Exercise description.
Please rewrite the records starting at the line containing "outline stag beetle" and ending at the line containing "215 88 L 216", changing "instance" to "object" and leaving everything else as it is.

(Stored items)
^^^^^^^^

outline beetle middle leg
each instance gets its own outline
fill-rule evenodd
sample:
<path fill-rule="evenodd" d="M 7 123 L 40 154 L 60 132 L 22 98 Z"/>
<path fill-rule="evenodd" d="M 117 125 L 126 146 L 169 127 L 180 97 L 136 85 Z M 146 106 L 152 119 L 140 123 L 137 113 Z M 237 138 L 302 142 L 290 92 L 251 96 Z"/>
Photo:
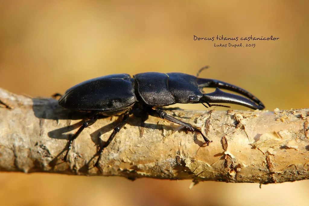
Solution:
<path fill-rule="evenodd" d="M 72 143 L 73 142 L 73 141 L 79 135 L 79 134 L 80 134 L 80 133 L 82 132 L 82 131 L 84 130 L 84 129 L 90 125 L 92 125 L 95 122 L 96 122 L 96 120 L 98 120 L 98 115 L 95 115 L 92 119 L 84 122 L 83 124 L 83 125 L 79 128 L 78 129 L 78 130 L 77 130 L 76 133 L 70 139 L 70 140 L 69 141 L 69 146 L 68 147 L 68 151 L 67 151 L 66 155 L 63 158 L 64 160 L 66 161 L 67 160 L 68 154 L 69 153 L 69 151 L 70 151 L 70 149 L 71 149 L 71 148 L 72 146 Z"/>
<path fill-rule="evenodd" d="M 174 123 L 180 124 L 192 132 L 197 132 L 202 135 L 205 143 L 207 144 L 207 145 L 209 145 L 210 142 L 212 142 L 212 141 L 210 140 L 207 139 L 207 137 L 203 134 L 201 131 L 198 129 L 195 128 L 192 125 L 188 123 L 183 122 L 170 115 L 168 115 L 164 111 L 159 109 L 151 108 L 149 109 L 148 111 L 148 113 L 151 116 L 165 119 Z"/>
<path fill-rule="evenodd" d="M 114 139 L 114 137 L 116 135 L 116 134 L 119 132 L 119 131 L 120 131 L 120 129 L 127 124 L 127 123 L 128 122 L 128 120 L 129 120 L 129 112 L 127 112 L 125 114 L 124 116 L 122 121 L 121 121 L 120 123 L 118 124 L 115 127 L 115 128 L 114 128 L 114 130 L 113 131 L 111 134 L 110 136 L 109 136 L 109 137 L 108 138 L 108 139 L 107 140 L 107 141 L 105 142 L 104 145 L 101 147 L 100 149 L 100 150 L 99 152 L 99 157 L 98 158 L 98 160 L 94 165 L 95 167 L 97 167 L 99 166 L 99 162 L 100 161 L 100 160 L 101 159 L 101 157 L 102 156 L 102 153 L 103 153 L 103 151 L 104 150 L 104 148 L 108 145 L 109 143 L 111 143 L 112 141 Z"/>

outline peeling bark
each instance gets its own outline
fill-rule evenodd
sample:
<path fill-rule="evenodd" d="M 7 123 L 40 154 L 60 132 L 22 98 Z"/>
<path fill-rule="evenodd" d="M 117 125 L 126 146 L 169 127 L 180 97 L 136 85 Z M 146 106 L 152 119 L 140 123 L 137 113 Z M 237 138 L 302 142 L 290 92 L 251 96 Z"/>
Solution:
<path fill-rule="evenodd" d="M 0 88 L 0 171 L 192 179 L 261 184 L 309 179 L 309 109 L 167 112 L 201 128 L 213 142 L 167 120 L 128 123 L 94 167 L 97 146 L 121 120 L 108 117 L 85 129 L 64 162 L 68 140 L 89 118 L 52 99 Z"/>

^^^^^^^^

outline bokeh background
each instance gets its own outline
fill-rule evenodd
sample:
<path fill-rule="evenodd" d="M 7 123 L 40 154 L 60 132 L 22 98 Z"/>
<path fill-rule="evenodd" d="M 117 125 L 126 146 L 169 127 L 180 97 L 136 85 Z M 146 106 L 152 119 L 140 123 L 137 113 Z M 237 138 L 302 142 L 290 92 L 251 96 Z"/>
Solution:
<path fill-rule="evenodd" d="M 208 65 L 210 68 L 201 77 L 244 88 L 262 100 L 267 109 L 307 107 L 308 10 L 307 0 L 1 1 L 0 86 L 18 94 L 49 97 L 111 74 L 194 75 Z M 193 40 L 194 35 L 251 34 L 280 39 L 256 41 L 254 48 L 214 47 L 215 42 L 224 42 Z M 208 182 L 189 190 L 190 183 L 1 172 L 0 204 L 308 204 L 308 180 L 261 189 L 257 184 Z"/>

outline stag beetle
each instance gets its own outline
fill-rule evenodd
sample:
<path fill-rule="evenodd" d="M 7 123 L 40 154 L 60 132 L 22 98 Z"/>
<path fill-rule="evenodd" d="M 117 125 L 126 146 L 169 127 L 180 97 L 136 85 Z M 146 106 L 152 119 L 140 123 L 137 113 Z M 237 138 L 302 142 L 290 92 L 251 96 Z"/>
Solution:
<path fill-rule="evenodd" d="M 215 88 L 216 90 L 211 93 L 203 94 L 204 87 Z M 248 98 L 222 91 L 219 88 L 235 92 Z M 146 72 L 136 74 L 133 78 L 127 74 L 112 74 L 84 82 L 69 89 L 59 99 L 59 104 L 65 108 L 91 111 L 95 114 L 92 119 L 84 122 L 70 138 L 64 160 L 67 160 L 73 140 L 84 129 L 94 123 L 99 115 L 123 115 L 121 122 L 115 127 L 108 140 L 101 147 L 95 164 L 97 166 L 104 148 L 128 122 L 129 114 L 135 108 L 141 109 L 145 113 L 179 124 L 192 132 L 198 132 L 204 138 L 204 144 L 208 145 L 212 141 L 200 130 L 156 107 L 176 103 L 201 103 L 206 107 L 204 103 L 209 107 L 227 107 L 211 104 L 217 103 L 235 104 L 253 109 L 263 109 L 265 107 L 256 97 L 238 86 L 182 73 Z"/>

^^^^^^^^

Result for this task.
outline stag beetle
each object gets its own outline
fill-rule evenodd
sample:
<path fill-rule="evenodd" d="M 7 123 L 40 154 L 60 132 L 22 98 Z"/>
<path fill-rule="evenodd" d="M 117 125 L 126 146 L 169 127 L 180 97 L 136 85 Z M 146 106 L 152 119 L 140 123 L 137 113 Z M 237 138 L 302 142 L 290 92 L 251 96 Z"/>
Solution:
<path fill-rule="evenodd" d="M 215 88 L 216 90 L 211 93 L 203 94 L 204 87 Z M 248 98 L 222 91 L 219 88 L 235 92 Z M 146 72 L 136 74 L 133 78 L 127 74 L 112 74 L 84 82 L 69 89 L 59 99 L 59 104 L 65 108 L 91 111 L 95 114 L 92 119 L 84 122 L 70 138 L 64 160 L 67 160 L 73 140 L 84 129 L 94 123 L 99 115 L 123 115 L 121 122 L 115 127 L 108 140 L 101 147 L 95 164 L 97 166 L 104 148 L 128 122 L 129 114 L 135 108 L 141 109 L 145 113 L 179 124 L 192 132 L 198 132 L 204 138 L 204 144 L 208 145 L 212 141 L 200 130 L 156 107 L 176 103 L 201 103 L 206 107 L 204 103 L 209 107 L 227 107 L 211 104 L 217 103 L 235 104 L 253 109 L 263 109 L 265 107 L 256 97 L 238 86 L 182 73 Z"/>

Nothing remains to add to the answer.